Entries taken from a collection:
_ _ _ _ _

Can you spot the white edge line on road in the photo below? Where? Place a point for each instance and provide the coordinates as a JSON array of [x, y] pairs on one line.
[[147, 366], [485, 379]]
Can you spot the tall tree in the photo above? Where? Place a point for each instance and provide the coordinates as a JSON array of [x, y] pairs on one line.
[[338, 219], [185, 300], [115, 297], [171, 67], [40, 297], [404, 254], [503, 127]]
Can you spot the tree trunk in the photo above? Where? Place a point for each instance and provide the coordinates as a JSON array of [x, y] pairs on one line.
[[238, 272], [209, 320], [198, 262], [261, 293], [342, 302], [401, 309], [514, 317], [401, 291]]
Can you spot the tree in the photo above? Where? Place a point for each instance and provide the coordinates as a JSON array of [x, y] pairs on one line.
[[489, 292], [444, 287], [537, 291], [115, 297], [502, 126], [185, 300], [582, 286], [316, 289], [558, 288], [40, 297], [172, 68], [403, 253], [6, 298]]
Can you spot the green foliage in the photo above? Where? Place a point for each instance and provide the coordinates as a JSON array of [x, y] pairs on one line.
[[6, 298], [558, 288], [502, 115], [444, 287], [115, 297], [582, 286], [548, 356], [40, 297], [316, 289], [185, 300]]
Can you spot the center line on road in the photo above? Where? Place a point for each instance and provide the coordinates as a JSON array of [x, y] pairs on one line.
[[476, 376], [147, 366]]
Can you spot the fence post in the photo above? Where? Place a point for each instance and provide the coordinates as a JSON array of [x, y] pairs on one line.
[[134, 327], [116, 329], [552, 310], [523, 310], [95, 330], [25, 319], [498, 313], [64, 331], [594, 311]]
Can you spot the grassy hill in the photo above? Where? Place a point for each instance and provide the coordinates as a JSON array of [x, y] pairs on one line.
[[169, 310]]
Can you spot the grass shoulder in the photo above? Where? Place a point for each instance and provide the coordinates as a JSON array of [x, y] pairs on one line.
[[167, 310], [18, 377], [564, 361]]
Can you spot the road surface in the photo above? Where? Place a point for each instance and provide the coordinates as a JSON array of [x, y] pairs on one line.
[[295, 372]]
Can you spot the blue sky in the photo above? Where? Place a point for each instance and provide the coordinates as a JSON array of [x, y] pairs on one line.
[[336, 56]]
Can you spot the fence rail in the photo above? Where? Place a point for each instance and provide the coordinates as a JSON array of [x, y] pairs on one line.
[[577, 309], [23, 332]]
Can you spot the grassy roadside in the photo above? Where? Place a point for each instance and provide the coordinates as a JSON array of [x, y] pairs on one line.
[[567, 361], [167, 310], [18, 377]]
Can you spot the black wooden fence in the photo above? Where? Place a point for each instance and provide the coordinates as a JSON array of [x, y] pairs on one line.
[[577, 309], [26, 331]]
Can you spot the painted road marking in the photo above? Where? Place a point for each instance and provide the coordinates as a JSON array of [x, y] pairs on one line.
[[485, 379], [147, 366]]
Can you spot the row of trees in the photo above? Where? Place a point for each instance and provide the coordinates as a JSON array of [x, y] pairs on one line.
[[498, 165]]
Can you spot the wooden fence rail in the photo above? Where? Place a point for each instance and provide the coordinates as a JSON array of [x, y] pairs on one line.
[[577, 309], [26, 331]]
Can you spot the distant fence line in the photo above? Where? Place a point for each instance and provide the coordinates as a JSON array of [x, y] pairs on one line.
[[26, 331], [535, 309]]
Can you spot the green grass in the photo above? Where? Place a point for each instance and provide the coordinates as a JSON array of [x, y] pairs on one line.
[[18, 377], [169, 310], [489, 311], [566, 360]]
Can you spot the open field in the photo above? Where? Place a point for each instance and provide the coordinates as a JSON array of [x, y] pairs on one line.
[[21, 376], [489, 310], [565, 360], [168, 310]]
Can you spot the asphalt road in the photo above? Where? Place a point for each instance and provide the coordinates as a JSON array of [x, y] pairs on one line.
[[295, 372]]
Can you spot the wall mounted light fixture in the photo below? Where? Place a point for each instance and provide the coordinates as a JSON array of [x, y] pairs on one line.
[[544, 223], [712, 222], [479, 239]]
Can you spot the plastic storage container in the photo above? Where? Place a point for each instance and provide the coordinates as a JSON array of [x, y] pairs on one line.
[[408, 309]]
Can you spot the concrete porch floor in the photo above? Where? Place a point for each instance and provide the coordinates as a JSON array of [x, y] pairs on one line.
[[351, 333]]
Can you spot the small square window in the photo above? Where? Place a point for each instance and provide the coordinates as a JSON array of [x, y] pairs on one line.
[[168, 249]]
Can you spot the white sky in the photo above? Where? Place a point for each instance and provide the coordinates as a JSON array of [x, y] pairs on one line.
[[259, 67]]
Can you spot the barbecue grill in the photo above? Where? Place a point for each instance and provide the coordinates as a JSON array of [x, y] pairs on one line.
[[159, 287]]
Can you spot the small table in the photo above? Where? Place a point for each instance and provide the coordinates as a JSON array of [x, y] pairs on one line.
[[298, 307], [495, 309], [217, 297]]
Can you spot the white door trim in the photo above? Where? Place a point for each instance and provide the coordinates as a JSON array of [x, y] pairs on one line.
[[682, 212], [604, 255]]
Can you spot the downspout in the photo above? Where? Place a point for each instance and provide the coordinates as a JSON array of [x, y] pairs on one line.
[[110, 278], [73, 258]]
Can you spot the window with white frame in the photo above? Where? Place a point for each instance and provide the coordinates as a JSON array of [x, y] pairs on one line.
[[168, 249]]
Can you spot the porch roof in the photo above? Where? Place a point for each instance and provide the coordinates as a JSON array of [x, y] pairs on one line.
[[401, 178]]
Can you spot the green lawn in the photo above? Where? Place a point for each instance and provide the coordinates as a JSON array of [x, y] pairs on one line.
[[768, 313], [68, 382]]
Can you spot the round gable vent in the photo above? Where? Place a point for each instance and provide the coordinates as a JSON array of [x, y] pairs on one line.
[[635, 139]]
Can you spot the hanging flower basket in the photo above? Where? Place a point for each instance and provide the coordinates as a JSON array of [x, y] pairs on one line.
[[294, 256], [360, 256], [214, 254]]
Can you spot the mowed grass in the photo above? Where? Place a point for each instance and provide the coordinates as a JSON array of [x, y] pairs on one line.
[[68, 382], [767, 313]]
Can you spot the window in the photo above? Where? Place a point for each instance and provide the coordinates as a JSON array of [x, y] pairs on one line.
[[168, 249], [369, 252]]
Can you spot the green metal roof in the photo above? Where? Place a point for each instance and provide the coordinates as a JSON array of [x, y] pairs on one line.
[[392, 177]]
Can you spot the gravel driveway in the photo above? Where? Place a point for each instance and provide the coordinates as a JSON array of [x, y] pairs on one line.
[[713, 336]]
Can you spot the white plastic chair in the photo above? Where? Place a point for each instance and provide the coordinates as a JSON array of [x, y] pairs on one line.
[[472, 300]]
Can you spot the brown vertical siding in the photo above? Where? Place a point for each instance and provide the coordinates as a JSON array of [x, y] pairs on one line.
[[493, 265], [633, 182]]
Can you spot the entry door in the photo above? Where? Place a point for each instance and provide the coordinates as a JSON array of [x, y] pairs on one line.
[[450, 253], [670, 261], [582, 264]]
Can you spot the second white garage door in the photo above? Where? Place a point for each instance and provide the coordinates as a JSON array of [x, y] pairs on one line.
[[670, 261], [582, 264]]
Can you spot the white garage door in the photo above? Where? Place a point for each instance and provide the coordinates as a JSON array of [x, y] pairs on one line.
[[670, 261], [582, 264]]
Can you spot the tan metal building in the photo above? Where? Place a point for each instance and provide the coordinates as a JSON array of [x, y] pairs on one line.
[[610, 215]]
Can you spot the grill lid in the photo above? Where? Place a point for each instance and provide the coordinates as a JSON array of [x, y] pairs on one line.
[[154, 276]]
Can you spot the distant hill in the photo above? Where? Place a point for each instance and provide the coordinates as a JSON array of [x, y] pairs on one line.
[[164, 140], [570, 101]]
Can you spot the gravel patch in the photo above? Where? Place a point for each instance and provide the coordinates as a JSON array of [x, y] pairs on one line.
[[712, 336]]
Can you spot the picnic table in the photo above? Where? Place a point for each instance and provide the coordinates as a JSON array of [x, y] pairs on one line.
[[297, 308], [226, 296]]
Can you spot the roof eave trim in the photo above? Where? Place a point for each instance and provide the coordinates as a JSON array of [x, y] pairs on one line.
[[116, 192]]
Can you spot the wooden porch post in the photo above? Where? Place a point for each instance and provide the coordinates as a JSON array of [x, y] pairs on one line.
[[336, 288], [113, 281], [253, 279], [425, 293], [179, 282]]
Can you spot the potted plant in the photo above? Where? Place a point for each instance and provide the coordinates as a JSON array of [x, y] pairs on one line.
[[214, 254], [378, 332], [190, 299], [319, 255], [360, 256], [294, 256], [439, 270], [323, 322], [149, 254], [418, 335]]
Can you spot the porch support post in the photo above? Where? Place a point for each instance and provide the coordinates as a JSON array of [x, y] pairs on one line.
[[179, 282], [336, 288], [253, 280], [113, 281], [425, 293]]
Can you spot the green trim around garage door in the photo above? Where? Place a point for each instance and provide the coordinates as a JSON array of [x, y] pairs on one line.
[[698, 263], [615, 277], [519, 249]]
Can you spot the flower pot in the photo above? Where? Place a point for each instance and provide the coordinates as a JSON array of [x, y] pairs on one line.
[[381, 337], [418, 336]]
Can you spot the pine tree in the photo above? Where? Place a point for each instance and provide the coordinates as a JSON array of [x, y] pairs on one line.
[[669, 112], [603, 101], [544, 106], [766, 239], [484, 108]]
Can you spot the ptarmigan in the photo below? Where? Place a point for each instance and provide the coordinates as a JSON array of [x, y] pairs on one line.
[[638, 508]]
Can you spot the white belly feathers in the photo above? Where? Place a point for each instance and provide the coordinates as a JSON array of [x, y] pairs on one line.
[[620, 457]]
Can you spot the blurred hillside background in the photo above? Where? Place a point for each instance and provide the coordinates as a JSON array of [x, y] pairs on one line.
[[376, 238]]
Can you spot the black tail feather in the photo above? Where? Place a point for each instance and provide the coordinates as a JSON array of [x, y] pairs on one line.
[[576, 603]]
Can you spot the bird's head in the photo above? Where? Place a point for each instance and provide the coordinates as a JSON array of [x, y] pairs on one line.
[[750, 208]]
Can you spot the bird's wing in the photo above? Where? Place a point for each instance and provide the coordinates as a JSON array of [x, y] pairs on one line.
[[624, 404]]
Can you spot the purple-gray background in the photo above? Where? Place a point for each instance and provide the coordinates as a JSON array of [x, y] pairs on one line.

_ _ _ _ _

◆ WHAT IS BEING ASKED:
In the answer, include exactly the lines from the line containing "Can you spot the green trim" through the end of the data, and nothing else.

◆ WRITTEN SOLUTION:
Can you spot the green trim around garage door in the photo above? Where? Place a point for each instance and provide the coordinates as a JSON array of [x, y] pairs on one line.
[[698, 263], [615, 277], [519, 249]]
Can you spot the flower pot in the photo above? Where? Place a point for each instance and provide the coordinates as a JSON array of [x, y] pairs on one line.
[[381, 337], [418, 336]]
Can you spot the pine tree in the photo above? Where? Place a point for each instance and provide the coordinates as a JSON array of [x, y] pairs on one line.
[[669, 112], [603, 101], [544, 106], [766, 239], [484, 108]]
Can you spot the ptarmigan in the photo below? Where? Place a point for each instance and provide the coordinates as a JSON array of [x, y] pairs on one line.
[[638, 508]]
Can you spot the white belly feathers in the photo above? Where? Place a point for each instance and provide the coordinates as a JSON array of [x, y] pairs on one line.
[[620, 457]]
Can you spot the blurred hillside background in the photo above? Where? Place a point for each instance and provide the coordinates as a JSON array of [x, y] pairs on one line.
[[376, 238]]
Can you spot the black tail feather in the photo above? Where? Place a point for each instance and provide the coordinates as a JSON array of [x, y] pairs on one line.
[[576, 603]]
Can you spot the bird's head in the photo above? Where? Place a point for each instance and provide the coordinates as a JSON array of [x, y] pairs on one line.
[[750, 208]]
Can you spot the bird's wing in the photo above? Where? Place a point for each instance and provide the coordinates as a JSON array of [x, y] pairs on one line.
[[624, 404]]
Can you spot the purple-gray background in the photo above? Where? Place a point for each instance and provide the coordinates as a JSON array of [x, y] pairs on one line.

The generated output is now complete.